▶ **Exercise aim**
Repeat every line of the listing below word for word, leaving nothing out and changing nothing.

(Records from a data collection)
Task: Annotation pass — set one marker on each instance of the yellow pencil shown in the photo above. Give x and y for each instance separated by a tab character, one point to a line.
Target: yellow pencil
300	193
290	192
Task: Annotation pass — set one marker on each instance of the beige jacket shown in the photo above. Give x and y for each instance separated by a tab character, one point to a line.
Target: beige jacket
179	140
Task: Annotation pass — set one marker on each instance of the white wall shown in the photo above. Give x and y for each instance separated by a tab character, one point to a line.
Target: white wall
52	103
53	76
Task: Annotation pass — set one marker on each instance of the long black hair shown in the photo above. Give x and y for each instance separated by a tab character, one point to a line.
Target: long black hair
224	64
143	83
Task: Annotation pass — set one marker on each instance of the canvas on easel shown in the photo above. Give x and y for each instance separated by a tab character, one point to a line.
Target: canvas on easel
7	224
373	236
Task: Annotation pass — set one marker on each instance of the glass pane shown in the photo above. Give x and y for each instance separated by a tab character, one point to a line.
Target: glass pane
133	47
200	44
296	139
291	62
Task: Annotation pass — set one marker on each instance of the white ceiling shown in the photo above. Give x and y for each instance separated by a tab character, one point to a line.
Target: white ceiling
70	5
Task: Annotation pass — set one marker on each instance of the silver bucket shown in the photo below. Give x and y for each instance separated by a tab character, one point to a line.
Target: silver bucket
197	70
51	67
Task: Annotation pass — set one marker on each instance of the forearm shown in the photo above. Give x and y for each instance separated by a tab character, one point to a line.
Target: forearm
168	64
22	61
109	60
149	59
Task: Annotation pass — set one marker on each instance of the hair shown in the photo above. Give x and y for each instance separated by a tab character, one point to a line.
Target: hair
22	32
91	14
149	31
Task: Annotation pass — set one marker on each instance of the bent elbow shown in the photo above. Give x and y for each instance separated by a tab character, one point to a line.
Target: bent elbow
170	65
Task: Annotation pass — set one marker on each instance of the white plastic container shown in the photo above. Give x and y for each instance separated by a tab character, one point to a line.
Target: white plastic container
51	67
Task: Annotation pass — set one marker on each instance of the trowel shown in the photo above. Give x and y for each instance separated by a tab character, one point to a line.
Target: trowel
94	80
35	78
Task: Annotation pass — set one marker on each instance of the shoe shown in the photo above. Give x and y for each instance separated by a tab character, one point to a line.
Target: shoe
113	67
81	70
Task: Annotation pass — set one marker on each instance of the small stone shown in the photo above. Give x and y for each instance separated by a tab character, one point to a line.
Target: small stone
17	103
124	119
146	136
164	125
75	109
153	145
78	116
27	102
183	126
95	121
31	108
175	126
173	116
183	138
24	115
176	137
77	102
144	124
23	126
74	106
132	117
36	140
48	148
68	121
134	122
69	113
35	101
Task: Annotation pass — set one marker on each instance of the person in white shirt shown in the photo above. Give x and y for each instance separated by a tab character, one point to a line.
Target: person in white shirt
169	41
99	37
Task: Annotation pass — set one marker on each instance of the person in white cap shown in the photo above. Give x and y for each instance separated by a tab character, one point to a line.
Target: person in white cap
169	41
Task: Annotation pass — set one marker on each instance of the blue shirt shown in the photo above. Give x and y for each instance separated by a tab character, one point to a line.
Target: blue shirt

▶ **Solved problem**
Task: Annotation pass — set one marker on each instance of the yellow pencil shown in the photo above. Give x and y for each instance separated by a tab character, one point to a line.
Target: yellow pencil
300	193
290	192
Task: Annotation pass — set one marker on each instance of the beige jacket shown in the photo above. Give x and y for each instance separated by a tab character, one point to a line.
Target: beige jacket
179	140
Task: Annotation pass — set one marker on each instance of the white wall shown in the photo above. Give x and y for each instance separated by a tab character, one point to a line.
Target: white wall
52	103
53	76
Task: Annotation pass — set one marker on each instance of the long black hair shown in the photo above. Give x and y for each instance separated by a tab character, one point to a line.
Target: long black hair
224	64
143	83
Task: Annotation pass — set one marker on each instance of the canvas on easel shown in the photo above. Give x and y for each instance separated by a tab character, one point to a line.
Target: canvas on easel
7	224
373	236
Task: Annotation pass — set one marker on each instance of the glass pane shown in the photo above. Give x and y for each instance separated by a tab character, one point to a line.
Target: glass pane
133	47
200	44
296	139
291	62
Task: Annotation pass — set one marker on each instance of the white ceiling shown in the photo above. Give x and y for each instance separated by a tab character, one point to a line.
Target: white ceiling
70	5
Task: Annotation pass — set one marker on each instance of the silver bucket shown in the photo below. Give x and y for each instance separated by a tab character, one point to a line.
Target: silver bucket
197	70
51	67
Task: Annotation pass — set one marker on each instance of the forearm shown in the photo above. Give x and y for each instance separated by a tab character, one point to a line.
Target: forearm
168	64
22	61
109	60
149	59
Task: Annotation pass — set one marker on each instance of the hair shown in the photo above. Give x and y for each instance separated by a tab character, one point to a line.
Target: hair
22	32
91	14
149	31
Task: Annotation pass — set one marker on each instance of the bent elbow shown in the photo above. Give x and y for each instance separated by a tab character, one point to a line.
Target: bent elbow
170	65
Task: Annotation pass — set one marker on each instance of the white plastic container shown in the photo above. Give x and y for each instance separated by a tab character, one point to a line.
Target: white plastic container
51	67
Task: Annotation pass — set one marker on each instance of the trowel shown in the photo above. Give x and y for each instance separated by a tab character, one point to a line.
Target: trowel
94	80
35	78
Task: Annotation pass — set one marker on each instance of the shoe shown in the photo above. Give x and y for each instance separated by a tab character, one point to a line.
Target: shoe
113	67
81	70
Task: Annotation pass — set one marker on each instance of the small stone shown in the photo above. Give x and y for each instance separated by a tab character, one point to a line.
Target: small stone
17	103
124	119
146	136
164	125
75	109
153	145
78	116
27	102
183	126
95	121
31	108
175	126
173	116
183	138
24	115
176	137
77	102
144	124
23	126
74	106
132	117
36	140
48	148
68	121
134	122
69	113
35	101
Task: Annotation pass — set one marker on each instance of the person in white shirt shown in the photo above. Give x and y for each instance separated by a tab character, one point to a line.
Target: person in white shirt
169	41
99	37
Task: Annotation pass — set one marker on each instance of the person in white cap shown in the photo above. Give x and y for each instance separated by a tab character, one point to a line.
Target: person in white cap
169	41
Task: Annotation pass — set one marker on each instance of the blue shirt shown in the photo above. Give x and y for each instance separated by a tab character, one point to a line.
Target: blue shirt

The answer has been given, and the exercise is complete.